Supplied passage:
— begin —
What you mean by "key dependent" and "key interdependent"?
What is the difference between "trusted" and "immutable"?
What is the difference between an "entity identifier" and an "object identifier"?

I suspect this is all very clear in your head, but the chart is so terse that I suspect others will have a hard time grokking it without those explanations.

pknowl commented 4 years ago

@talltree - No problem at all.

1.) "Key dependent" means that an identifier is governed by an entity and therefore a signing key is required. "Key interdependent" means that an object identifier can either be governed by an entity (whereby a signing key is required) or not governed (no keys required).

2.) "Trusted" means that an identifier is governed by an entity and therefore a signing key is required to establish trust. "Immutable" means that an identifier contains a hash of the content of an object which cannot be changed. If an object identifier is governed, the controller of the signing key has control over the content contained within the associated DID-document and, as such, it can no longer be deemed immutable.

3.) An "entity identifier" is an identifier that is governed by an entity who controls the signing key. An "object identifier" is an identifier that contains a hash of the content of an object.

pknowl commented 4 years ago

@talltree Perhaps this network model will help visually. network.pdf

You'll also notice that I've changed any reference of DRI to DOI and any reference of did:r: to did:o: in my previous entries. My apologies for that. I only cracked the code after already having joined the thread. Anyway, all corrections made. The kernels are now solid.

talltree commented 4 years ago

@pknowl Thank you very much—those terms are exactly the key I needed to unpack your table.

So one way to sum up what you are proposing is to unify the world of controlled DIDs with a new world of uncontrolled DIDs by bringing into the DID world the concept of a multihash identifier.

Now, I have another ask of you (if you are willing). One reason that I suspect for @peacekeeper 's hesitation about bringing the world of "uncontrolled DIDs" into scope is the question of resolution. Given that there is no DID document, have you thought through what a DID resolver would or should return when given a did:o: to resolve?

Could it, for example, return possible network locations of an instance of the identified object? Or any other useful information about the object?

pknowl commented 4 years ago

@talltree There are mindset cabinets that will be unlocked here so I'll try to approach this topic from a place of practicality.

By the very nature of "key interdependency", in the case of an object identifier, some of the did:o: space is already being encroached upon. That is the first issue.

The second and much broader issue is the resolution process as a whole. The method name currently supports 52 different method types. That number will grow exponentially when the world of DIDs hits the masses. This issue can be resolved by moving any location information away from the method space. If that approach were adopted and did:e: and did:o: became the two permanent method names, entity identifiers and object identifiers could be treated autonomously which would resolve any fragmentation issues. (... not to mention enable an interplanetary solution as Elon Musk endeavours to colonise Mars!)

@mitfik and/or @ewelton can better explain what the resolution process might look like but I thought that I should bring up the elephant in the room as "if not now, when?"

ewelton commented 4 years ago

From my perspective DIDs were at a crossroads around Sept/Oct 2019. At that time we had an opportunity to view DIDs as a sort of universal namespace with certain properties linking the identifier to an underlying asset using clever cryptography. This is what made them different from identifiers like UUIDs.
— end —
Information provided:
— begin —
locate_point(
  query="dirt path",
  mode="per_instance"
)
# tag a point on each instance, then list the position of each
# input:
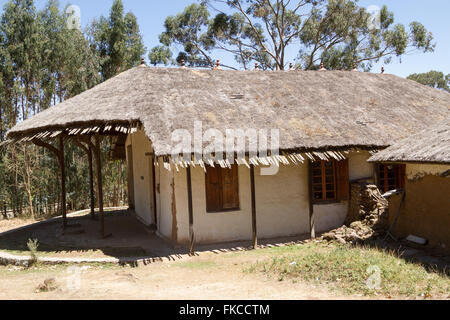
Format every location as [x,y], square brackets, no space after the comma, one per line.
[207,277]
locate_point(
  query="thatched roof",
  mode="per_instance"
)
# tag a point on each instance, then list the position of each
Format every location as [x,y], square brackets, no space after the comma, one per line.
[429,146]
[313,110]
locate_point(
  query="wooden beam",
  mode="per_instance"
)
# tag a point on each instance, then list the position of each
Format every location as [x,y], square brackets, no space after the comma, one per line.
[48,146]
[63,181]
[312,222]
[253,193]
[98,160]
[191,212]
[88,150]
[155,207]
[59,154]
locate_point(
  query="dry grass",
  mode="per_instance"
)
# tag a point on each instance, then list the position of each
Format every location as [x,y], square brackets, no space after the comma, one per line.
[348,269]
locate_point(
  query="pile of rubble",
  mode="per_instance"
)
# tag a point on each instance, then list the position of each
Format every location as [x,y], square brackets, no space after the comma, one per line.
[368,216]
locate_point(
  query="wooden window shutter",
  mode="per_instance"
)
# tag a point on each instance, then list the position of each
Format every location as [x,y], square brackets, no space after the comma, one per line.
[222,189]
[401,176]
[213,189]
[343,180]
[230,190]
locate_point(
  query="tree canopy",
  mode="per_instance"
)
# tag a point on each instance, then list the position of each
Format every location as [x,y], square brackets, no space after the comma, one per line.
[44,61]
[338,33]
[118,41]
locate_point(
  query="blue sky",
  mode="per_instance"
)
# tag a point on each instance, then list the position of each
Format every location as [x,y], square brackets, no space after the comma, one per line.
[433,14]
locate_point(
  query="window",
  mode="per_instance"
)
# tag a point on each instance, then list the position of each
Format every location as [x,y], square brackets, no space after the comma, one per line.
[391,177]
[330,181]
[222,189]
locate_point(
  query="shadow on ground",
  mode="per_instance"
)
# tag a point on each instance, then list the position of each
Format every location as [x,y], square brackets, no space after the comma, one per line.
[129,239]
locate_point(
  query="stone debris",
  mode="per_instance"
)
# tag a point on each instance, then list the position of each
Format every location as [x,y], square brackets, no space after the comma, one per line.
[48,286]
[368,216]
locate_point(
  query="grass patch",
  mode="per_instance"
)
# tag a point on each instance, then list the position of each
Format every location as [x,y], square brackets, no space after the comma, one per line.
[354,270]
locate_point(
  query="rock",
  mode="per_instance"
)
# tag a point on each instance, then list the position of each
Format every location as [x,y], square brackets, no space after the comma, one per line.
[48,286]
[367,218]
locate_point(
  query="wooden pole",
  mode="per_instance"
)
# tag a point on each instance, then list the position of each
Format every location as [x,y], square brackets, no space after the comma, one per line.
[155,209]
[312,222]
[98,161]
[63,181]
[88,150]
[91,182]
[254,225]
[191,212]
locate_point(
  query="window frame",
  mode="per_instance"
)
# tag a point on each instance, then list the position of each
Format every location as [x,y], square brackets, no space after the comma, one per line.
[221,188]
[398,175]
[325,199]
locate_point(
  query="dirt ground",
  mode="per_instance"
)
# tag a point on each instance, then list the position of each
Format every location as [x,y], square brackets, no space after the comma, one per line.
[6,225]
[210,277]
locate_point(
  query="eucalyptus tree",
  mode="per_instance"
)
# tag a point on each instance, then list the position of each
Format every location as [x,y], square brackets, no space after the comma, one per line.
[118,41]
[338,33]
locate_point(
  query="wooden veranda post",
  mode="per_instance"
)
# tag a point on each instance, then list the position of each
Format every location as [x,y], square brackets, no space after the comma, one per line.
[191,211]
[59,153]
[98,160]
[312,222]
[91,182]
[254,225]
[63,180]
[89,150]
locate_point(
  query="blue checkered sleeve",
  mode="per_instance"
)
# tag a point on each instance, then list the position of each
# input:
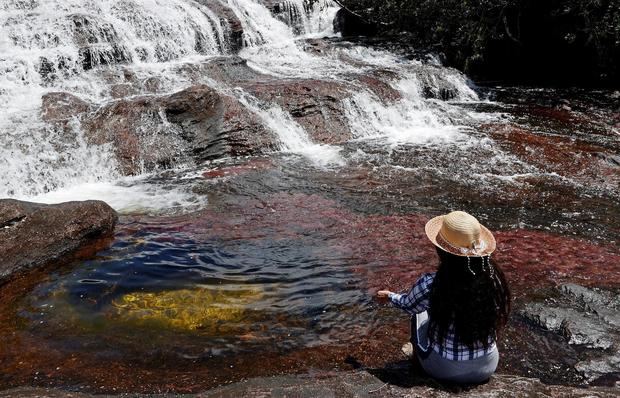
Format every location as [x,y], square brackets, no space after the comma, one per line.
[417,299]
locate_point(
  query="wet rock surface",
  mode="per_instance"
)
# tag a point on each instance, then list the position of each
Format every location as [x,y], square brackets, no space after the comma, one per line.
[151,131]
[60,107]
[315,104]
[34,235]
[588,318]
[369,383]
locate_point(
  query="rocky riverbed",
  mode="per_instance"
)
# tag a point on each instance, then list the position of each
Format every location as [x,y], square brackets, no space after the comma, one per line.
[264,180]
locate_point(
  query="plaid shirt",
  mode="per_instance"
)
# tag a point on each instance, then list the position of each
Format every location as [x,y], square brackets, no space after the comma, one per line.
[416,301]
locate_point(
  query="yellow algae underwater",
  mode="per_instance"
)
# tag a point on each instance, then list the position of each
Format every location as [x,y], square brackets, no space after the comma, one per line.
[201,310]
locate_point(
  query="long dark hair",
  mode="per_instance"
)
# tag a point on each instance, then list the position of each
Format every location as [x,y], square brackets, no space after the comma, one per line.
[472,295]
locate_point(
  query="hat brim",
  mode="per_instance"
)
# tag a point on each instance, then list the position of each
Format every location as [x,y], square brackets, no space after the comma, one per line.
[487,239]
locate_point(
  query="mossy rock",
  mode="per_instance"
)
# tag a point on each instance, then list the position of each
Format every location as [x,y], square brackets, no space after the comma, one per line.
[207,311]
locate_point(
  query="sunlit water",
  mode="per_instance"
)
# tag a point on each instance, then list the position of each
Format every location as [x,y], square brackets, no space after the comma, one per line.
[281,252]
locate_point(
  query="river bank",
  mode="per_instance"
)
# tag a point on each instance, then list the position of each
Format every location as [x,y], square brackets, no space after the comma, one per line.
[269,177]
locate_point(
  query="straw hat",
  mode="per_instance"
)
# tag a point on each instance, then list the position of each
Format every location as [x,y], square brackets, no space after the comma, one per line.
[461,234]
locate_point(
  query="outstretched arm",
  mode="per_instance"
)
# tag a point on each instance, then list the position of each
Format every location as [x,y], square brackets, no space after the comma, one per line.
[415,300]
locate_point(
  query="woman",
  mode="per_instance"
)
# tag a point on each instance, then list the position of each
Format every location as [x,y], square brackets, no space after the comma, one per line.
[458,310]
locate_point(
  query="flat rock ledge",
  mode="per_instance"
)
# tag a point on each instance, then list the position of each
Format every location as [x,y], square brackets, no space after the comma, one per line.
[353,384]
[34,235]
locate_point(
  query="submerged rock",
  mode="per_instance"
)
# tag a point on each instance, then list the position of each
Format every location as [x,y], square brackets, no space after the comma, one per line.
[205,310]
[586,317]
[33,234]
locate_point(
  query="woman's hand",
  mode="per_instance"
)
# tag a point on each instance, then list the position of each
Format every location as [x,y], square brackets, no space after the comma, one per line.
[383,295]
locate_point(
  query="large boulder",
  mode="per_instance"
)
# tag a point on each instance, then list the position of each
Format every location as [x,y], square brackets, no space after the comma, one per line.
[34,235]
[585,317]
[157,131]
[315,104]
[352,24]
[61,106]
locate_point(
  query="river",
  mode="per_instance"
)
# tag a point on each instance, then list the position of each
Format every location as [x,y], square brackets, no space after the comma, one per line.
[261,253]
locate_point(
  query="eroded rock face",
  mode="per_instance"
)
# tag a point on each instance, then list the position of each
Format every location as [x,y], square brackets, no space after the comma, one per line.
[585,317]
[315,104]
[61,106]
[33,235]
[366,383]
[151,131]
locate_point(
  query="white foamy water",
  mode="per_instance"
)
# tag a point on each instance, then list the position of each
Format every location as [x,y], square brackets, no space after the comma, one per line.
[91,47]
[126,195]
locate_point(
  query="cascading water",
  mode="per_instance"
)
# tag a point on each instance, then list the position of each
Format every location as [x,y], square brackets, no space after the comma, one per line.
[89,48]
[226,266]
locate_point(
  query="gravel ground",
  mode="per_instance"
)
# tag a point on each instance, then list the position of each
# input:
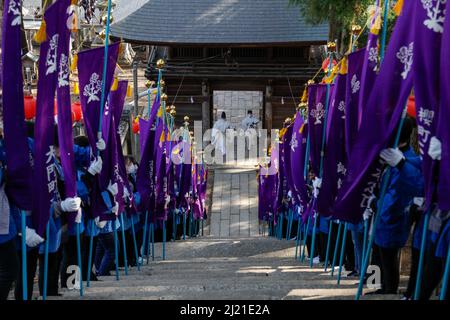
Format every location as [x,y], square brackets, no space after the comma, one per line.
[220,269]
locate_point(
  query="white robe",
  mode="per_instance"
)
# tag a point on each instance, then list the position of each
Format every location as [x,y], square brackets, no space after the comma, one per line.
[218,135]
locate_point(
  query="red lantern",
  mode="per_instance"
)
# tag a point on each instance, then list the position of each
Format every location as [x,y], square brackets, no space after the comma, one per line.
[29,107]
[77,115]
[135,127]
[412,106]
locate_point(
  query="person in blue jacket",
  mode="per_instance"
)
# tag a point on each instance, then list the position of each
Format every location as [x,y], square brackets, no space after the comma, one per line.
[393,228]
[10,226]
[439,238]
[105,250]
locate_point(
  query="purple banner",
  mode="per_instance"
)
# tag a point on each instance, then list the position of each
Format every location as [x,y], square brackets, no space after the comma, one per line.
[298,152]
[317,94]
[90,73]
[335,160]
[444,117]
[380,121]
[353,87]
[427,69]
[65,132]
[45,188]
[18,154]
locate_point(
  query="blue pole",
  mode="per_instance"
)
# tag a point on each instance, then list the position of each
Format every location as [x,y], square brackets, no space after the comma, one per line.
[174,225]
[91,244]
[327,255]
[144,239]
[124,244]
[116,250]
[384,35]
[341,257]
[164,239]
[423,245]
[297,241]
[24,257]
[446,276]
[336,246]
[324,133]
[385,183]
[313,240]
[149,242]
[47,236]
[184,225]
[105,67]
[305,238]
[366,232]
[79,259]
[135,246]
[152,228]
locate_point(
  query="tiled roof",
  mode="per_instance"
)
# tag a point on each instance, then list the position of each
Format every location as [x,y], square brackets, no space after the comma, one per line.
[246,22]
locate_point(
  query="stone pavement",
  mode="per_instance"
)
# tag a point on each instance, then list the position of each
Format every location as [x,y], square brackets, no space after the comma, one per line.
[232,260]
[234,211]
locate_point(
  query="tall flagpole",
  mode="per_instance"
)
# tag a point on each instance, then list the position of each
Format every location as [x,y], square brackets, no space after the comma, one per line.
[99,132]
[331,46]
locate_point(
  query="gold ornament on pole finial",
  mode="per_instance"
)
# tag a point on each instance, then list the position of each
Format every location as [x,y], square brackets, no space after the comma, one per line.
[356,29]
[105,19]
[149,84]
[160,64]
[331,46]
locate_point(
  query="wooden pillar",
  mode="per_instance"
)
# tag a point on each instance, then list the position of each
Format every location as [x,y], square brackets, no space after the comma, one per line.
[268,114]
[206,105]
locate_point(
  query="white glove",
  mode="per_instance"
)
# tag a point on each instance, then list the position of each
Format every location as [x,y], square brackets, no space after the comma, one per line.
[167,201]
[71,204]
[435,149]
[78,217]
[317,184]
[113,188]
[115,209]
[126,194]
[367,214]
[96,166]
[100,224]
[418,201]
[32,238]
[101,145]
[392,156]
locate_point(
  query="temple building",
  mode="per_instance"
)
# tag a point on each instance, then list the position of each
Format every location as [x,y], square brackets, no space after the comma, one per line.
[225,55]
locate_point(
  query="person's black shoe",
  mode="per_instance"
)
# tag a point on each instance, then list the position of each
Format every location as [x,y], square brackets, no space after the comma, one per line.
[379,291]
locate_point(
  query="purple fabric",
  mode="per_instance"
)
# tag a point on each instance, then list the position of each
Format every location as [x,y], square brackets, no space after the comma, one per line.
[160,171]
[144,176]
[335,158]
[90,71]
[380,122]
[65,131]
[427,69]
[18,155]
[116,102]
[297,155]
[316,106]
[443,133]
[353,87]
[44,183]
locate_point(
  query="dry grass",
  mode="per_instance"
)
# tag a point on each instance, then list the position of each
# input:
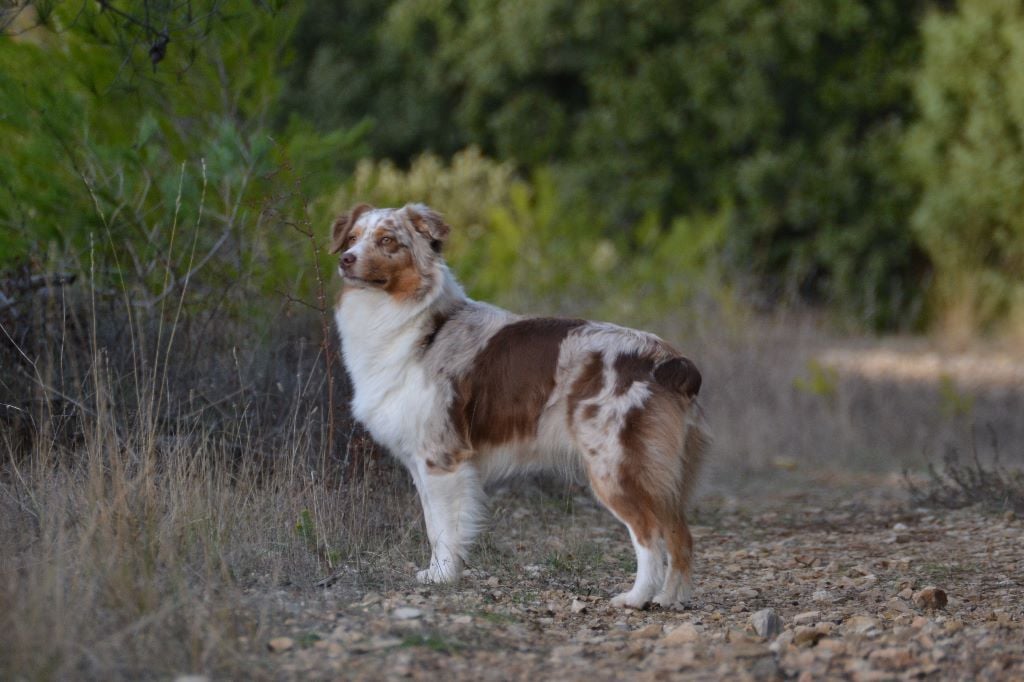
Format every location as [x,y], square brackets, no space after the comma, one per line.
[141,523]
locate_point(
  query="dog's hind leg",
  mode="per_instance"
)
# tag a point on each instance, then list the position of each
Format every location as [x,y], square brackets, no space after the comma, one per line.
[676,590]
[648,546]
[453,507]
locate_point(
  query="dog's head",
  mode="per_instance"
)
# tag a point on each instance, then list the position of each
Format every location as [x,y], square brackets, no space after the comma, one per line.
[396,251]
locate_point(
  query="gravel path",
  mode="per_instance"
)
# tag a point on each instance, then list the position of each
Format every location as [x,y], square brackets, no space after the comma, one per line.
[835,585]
— end —
Exercises:
1. Echo the DID thread exactly, beginning at the words "talltree commented 4" and stopping after "did:o: to resolve?".
2. Turn the paragraph of the DID thread that opens with "The second and much broader issue" into a short bulleted list that keeps its main facts.
3. Answer these from the DID thread, one line each:
(a) What does "immutable" mean?
(b) What did pknowl change every reference of DRI to?
(c) Around when were DIDs at a crossroads, according to ewelton?
The entries have nothing to do with what is asked here.

Worked solutions:
1.
talltree commented 4 years ago

@pknowl Thank you very much—those terms are exactly the key I needed to unpack your table.

So one way to sum up what you are proposing is to unify the world of controlled DIDs with a new world of uncontrolled DIDs by bringing into the DID world the concept of a multihash identifier.

Now, I have another ask of you (if you are willing). One reason that I suspect for @peacekeeper 's hesitation about bringing the world of "uncontrolled DIDs" into scope is the question of resolution. Given that there is no DID document, have you thought through what a DID resolver would or should return when given a did:o: to resolve?

2.
- The second, broader issue is the resolution process as a whole.
- The method name currently supports 52 different method types, and that number will grow exponentially once DIDs reach the masses.
- This can be fixed by moving all location information out of the method space.
- If that were done and did:e: and did:o: became the two permanent method names, entity identifiers and object identifiers could be treated autonomously, which would resolve any fragmentation issues.
- It would also enable an interplanetary solution as Elon Musk works to colonize Mars.

3.
(a) An identifier contains a hash of the content of an object, which cannot be changed.
(b) DOI.
(c) Around Sept/Oct 2019.